_EXERCISE_
Rewrite the records below, changing every "Tag" to "Mark" and keeping everything else the same.

_DATA IN THIS EXERCISE_
──────────

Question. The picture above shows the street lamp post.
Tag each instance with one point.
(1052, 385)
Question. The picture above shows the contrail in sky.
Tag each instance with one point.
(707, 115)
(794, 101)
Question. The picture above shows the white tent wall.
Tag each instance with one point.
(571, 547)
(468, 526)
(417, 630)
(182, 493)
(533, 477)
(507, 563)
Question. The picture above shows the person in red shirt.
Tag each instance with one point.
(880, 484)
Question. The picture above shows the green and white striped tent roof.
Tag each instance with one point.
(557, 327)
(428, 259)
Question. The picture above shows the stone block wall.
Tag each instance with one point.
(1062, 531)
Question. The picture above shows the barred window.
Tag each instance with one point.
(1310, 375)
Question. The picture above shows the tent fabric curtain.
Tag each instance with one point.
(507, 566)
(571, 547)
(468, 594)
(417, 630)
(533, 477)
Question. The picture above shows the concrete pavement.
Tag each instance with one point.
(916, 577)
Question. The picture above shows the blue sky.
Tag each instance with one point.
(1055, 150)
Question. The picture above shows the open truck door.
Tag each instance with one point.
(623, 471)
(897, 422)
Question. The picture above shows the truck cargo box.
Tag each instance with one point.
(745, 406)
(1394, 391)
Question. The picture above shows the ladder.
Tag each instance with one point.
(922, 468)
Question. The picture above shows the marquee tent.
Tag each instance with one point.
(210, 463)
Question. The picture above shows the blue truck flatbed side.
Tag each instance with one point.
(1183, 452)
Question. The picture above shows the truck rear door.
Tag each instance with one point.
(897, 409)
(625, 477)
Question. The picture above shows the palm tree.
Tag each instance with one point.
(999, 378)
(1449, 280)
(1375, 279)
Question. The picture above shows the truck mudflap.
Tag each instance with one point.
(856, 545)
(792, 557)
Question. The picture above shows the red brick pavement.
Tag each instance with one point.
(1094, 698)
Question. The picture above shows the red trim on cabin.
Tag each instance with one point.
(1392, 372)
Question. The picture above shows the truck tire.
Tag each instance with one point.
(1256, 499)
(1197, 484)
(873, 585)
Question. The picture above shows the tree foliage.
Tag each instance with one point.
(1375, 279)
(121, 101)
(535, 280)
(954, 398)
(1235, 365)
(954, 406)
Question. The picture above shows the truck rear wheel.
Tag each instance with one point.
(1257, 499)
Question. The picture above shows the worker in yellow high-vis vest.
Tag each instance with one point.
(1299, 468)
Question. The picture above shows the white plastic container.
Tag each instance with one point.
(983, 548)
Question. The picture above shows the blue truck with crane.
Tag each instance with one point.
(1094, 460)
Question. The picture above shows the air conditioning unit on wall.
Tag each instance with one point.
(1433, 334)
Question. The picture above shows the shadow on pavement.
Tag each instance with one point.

──────────

_RESULT_
Question. The picture above shows the street lamp post.
Mark each instance with one point.
(1052, 385)
Question. The picture above shows the contrail in sky.
Mark each instance with one point.
(707, 115)
(794, 101)
Question. The picture above shows the white tent wall.
Mark each instance with one point.
(571, 547)
(468, 526)
(417, 630)
(182, 493)
(533, 477)
(507, 563)
Question. The picture above shows the person in red shirt.
Mark each instance with one point.
(880, 484)
Question. The picture above shows the green and white striped tent roof.
Mark each instance with one point.
(557, 327)
(428, 259)
Question. The picture above shows the stone block wall.
Mark each instance with one point.
(1062, 531)
Question. The picture above shows the barred window.
Mark each instance with one point.
(1310, 375)
Question. The picture above shows the tent fabric curtain.
Mark each instance with one point.
(507, 566)
(571, 547)
(468, 594)
(417, 630)
(533, 477)
Question. The picture above shows the concrete pavement.
Mark each instance with one point.
(916, 577)
Question. The picture above shows the blue sky.
Mark each instance with one point.
(1055, 150)
Question. The picture above shows the open truck door.
Mark each instance with one point.
(623, 471)
(897, 422)
Question. The picture above shows the truck cargo box.
Mark each instance with one point.
(745, 406)
(1394, 391)
Question. The picture above shows the ladder.
Mark each instance with one point.
(922, 468)
Question. The picture above shows the marquee tent.
Mark each instance with one point.
(210, 463)
Question. The picture above shows the blue truck flatbed side.
Mark each instance with one point.
(1183, 452)
Question. The picture above shows the truck rear door.
Mark each instance with one point.
(897, 409)
(625, 477)
Question. The picture above shows the palm tree.
Mark each instance with one point.
(999, 378)
(1449, 280)
(1375, 279)
Question. The picture above shows the truck mudflap.
Mark each instance with one point.
(856, 545)
(792, 557)
Question. The picture above shows the red brick pavement.
Mark each instance with one point.
(1094, 698)
Question. The picture above shows the red trim on cabin.
Mark each instance with one point.
(1392, 372)
Question. The picture above shows the truck tire.
Mark each instance with one point.
(1256, 499)
(1197, 484)
(873, 585)
Question. The picture above shows the tree foliage.
Mark each instance with one point.
(1375, 279)
(121, 101)
(535, 280)
(954, 398)
(1235, 365)
(954, 406)
Question. The picture above shows the truck rear wheel.
Mark each instance with one point.
(1257, 499)
Question. The picture above shows the worker in yellow high-vis vest.
Mark each instance with one point.
(1299, 468)
Question. The picture above shows the white plastic container.
Mark each instance with one point.
(983, 548)
Question. The picture above shows the blue truck with crane.
Mark each instance with one point.
(1094, 460)
Question. The picture above shows the air conditioning unit on wall.
Mark each instance with one point.
(1433, 334)
Question. The picture above shows the shadow on pavement.
Mark each instance with one point.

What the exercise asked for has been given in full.